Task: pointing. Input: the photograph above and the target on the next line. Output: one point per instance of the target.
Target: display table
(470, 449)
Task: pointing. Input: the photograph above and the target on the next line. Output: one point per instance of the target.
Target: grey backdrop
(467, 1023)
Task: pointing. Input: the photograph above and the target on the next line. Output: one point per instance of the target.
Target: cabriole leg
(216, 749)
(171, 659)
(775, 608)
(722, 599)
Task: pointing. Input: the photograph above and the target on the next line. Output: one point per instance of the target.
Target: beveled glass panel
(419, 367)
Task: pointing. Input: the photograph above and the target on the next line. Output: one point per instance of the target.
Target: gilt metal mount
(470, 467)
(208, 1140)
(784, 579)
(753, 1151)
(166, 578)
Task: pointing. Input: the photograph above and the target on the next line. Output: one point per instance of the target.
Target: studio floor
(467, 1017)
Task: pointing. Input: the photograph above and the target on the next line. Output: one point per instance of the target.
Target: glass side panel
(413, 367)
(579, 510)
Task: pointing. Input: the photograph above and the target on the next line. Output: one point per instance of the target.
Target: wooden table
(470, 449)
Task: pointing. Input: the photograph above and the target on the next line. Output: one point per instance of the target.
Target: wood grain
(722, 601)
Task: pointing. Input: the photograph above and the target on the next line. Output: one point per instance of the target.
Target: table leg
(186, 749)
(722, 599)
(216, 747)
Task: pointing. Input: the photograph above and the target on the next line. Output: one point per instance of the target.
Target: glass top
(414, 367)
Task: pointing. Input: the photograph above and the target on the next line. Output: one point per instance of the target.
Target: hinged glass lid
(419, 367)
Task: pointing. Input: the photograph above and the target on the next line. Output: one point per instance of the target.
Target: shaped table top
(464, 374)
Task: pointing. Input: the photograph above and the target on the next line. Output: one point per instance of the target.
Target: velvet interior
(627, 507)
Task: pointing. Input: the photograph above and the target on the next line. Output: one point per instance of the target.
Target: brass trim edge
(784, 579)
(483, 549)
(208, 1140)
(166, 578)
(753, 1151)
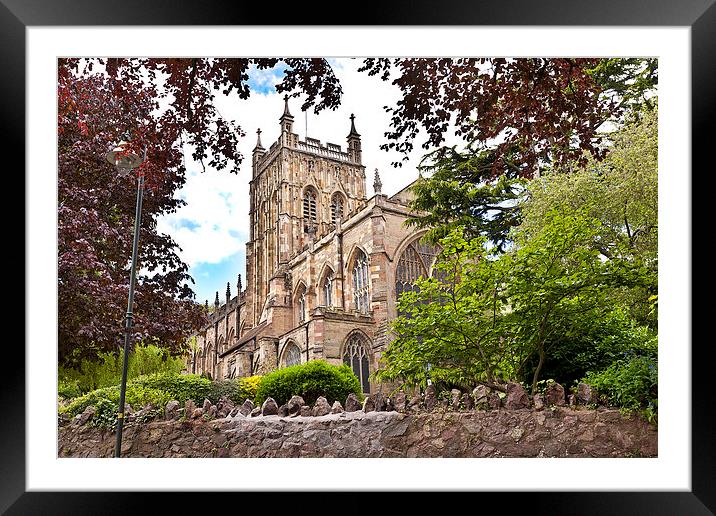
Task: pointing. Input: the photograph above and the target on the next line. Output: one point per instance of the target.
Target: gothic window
(415, 262)
(327, 289)
(309, 209)
(301, 305)
(360, 282)
(336, 208)
(355, 356)
(292, 355)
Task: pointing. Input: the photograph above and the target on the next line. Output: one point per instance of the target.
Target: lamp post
(125, 161)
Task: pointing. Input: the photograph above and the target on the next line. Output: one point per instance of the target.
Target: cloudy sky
(212, 229)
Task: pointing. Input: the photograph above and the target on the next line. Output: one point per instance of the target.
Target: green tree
(484, 317)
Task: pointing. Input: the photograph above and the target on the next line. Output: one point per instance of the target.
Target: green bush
(310, 380)
(237, 390)
(68, 389)
(157, 389)
(631, 383)
(143, 360)
(106, 401)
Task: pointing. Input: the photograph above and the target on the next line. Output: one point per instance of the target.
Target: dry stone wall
(480, 425)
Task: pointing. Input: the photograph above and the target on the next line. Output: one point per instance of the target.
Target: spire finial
(258, 140)
(353, 127)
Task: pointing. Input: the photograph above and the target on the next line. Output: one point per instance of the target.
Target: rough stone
(321, 407)
(585, 393)
(520, 433)
(85, 416)
(400, 401)
(352, 403)
(171, 411)
(516, 397)
(493, 401)
(455, 396)
(389, 405)
(554, 394)
(479, 395)
(269, 407)
(294, 405)
(379, 401)
(430, 397)
(246, 408)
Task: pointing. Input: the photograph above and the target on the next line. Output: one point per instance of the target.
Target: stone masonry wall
(551, 432)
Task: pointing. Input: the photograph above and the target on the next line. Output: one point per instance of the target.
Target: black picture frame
(699, 15)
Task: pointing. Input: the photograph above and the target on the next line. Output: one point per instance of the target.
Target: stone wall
(556, 431)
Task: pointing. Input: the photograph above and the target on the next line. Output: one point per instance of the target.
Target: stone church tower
(324, 264)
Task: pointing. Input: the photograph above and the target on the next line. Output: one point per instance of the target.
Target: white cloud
(218, 201)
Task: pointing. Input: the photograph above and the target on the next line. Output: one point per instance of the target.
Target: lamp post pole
(125, 161)
(129, 320)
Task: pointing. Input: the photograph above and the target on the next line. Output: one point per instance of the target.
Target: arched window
(327, 289)
(301, 305)
(292, 355)
(336, 208)
(355, 356)
(415, 262)
(309, 209)
(360, 282)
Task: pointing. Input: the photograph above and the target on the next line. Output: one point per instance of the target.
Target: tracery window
(301, 302)
(360, 282)
(328, 289)
(355, 356)
(415, 262)
(336, 209)
(309, 209)
(292, 355)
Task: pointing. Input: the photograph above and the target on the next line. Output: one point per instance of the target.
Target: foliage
(630, 383)
(483, 317)
(459, 191)
(592, 341)
(106, 402)
(158, 105)
(157, 389)
(621, 193)
(310, 380)
(237, 390)
(538, 110)
(107, 369)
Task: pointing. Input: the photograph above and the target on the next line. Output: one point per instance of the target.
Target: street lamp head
(123, 159)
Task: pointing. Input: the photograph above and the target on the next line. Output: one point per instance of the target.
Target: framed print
(34, 480)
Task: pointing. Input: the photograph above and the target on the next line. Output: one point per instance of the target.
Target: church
(324, 264)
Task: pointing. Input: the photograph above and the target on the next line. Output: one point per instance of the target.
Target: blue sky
(212, 229)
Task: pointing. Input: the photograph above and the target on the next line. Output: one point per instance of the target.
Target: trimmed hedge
(310, 380)
(237, 390)
(157, 389)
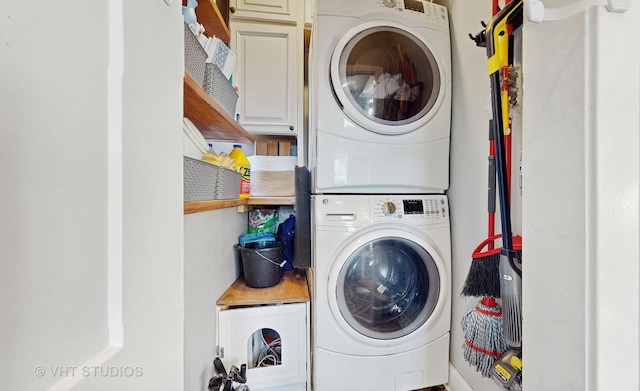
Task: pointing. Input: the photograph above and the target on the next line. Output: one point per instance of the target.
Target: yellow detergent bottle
(243, 166)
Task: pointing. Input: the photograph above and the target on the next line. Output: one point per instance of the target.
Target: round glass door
(386, 79)
(388, 288)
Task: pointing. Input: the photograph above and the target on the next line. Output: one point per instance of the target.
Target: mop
(484, 325)
(483, 335)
━━━
▶ _EXERCISE OBJECTIVE_
In transcribing the lines above, omit the images and keep all else exact.

▶ _ANSWER BOX_
Task: pointing. Input: the photograph above and the target on the next line. Output: one point per instance of the target.
Target: display table
(470, 449)
Task: pointing. Input: the photograph above and the target on the next line. Output: one point per instance of the target.
Target: grey backdrop
(467, 1023)
Task: pointing. Input: the photograph above and the target on the next line. Output: one point per instance of the target.
Target: cabriole leg
(216, 749)
(171, 659)
(775, 608)
(722, 599)
Task: pointing. Input: the photograph above and the target on the next line. Output: one point per instance of the target.
Target: beveled glass panel
(419, 367)
Task: pointing. Input: the photograph above and the target on the next line. Output: one point per instance of the target.
Target: gilt metal mount
(470, 467)
(208, 1140)
(784, 579)
(753, 1151)
(166, 578)
Task: pointing. Input: the photograph above and the target on the next line. Output: one point per instance of the target.
Target: studio floor
(467, 1017)
Task: pointing. Input: the photograph above and the target on the next line. Output: one point per instance of the target.
Target: glass side panel
(413, 367)
(579, 510)
Task: pointing. Input: the photograph above and the target on the next line. Output: one point per instance of the target.
Target: wooden table
(470, 449)
Task: pointing. Input: the photograph above and the target on the next line. Output: one point per instance of the target.
Target: wood grain
(722, 601)
Task: pointing. Input: the photograph above and the target on the next line. Output: one point per instance of the target.
Target: table leg
(186, 749)
(722, 599)
(216, 747)
Task: pointing. Input: the photograph above and the target on the next line. Output: one point per instance of the target.
Target: glass top
(414, 367)
Task: pointing. Input: the photograph above and the target on the next line. Output: one point per instance of the target.
Target: hinged glass lid
(419, 367)
Task: pointing. Input: the photograph above and the target on the next line. Output: one point per instance of the target.
Target: shaped table top
(464, 374)
Task: pointing. Input: the photograph above and the target on the next line. Output: one point per instance of the target.
Target: velvet interior
(627, 507)
Task: pointing. Input: the photograph above and the target on the next line. Output: one point per instance of the target.
Target: brass trim edge
(784, 579)
(483, 549)
(208, 1140)
(166, 578)
(753, 1151)
Task: pointing. Input: the photograph above and the target on the next line. Output: one point per instance of the target.
Target: gothic window
(415, 262)
(327, 289)
(309, 209)
(301, 305)
(360, 282)
(336, 208)
(355, 356)
(292, 355)
Task: pointing. Input: the photograph above and the target on the next line. Output: one point per instance of the target.
Target: lamp post
(125, 161)
Task: pointing. Input: the photograph above and the target on the next line. Output: one point per instance of the target.
Target: cloudy sky
(212, 229)
Task: pointing. Input: the photograph above and the target on the next line. Output: one point per instance of the target.
Target: green tree
(484, 317)
Task: pointing. Input: the photograph above and the target on the next line. Output: one point per instance of the target.
Target: green bush
(310, 380)
(237, 390)
(68, 389)
(157, 389)
(631, 383)
(143, 360)
(106, 401)
Task: pointing. Input: the photograph above and the target on the next line. Output: one point per instance of the target.
Target: dry stone wall
(480, 425)
Task: pointing. Input: the photograph above and the target on the next line. Output: one point per instance of the target.
Target: spire finial
(258, 140)
(353, 127)
Task: pointing. Input: the photograph above and the target on the next line. Output: one point per instance of the target.
Target: rough stone
(321, 407)
(585, 393)
(520, 433)
(85, 416)
(400, 401)
(352, 403)
(171, 411)
(516, 397)
(493, 401)
(455, 396)
(389, 405)
(554, 394)
(479, 395)
(269, 407)
(294, 405)
(379, 401)
(430, 397)
(246, 408)
Task: pointing. Input: the photograph above and the target on the next line. Output: one point per instance of the target.
Target: stone masonry wall
(551, 432)
Task: pointing. Input: the photograph above and the target on the next line. Output: one point per instance of the target.
Target: black picture frame
(699, 15)
Task: pointing. Input: the photograph above and the target on the next line. Output: one point per instance of the target.
Target: stone wall
(556, 431)
Task: pointing. Input: the photograph above and the target on the next line. Output: one point per instance of the target.
Target: stone church tower
(324, 264)
Task: pointing. Input: the photograph above and the target on the next line. Output: one point per instance of the target.
Target: white cloud
(218, 201)
Task: pointing. Input: the photograph above and the target on the next line. Output: one point per instance of the target.
Target: lamp post pole
(125, 161)
(129, 320)
Task: pointing. Input: the photograph above and the target on the next line. Output: one point per instance of the target.
Target: arched window
(327, 289)
(301, 305)
(292, 355)
(336, 208)
(355, 356)
(415, 262)
(309, 209)
(360, 282)
Task: pointing. Input: the photograph above and the target on the next line. Output: one point per instance of the target.
Target: tracery window
(301, 302)
(360, 282)
(328, 289)
(355, 356)
(415, 262)
(336, 209)
(309, 209)
(292, 355)
Task: pointing. Input: the photograph above and the target on the next line. Output: one point per instance of the target.
Target: foliage
(630, 383)
(483, 317)
(459, 191)
(592, 341)
(106, 402)
(158, 105)
(157, 389)
(621, 193)
(310, 380)
(237, 390)
(538, 110)
(107, 369)
Task: pointing. Input: the photograph above and the target on the next line. Output: one point per instance of the target.
Target: street lamp head
(123, 159)
Task: pointing. Input: the photograph above and the target on the next line. Output: one point per instance of the target.
Target: framed print
(34, 480)
Task: pointing. Input: the photograph above and the target on the next line. Output: one point per instance of the target.
Target: church
(324, 264)
Task: pointing. Input: the photograph above and the target on the next line. Output: one point per instance of the target.
Target: blue sky
(212, 229)
Task: pointing. Input: the photograph above and the target on the next line. Output: one point per instance of the target.
Target: trimmed hedge
(310, 380)
(237, 390)
(157, 389)
Task: pointing. Input: the photograph above and the target on the next line. Output: one point per instance of the target.
Target: yellow detergent bottle
(243, 166)
Task: pointing. Input: the photograph above and the target on the next line. Output: one point per instance of the target.
Target: round glass door
(386, 79)
(388, 288)
Task: pointing. Input: the photograph above and the target on the next line. Output: one point per instance of the target.
Target: mop
(484, 325)
(483, 335)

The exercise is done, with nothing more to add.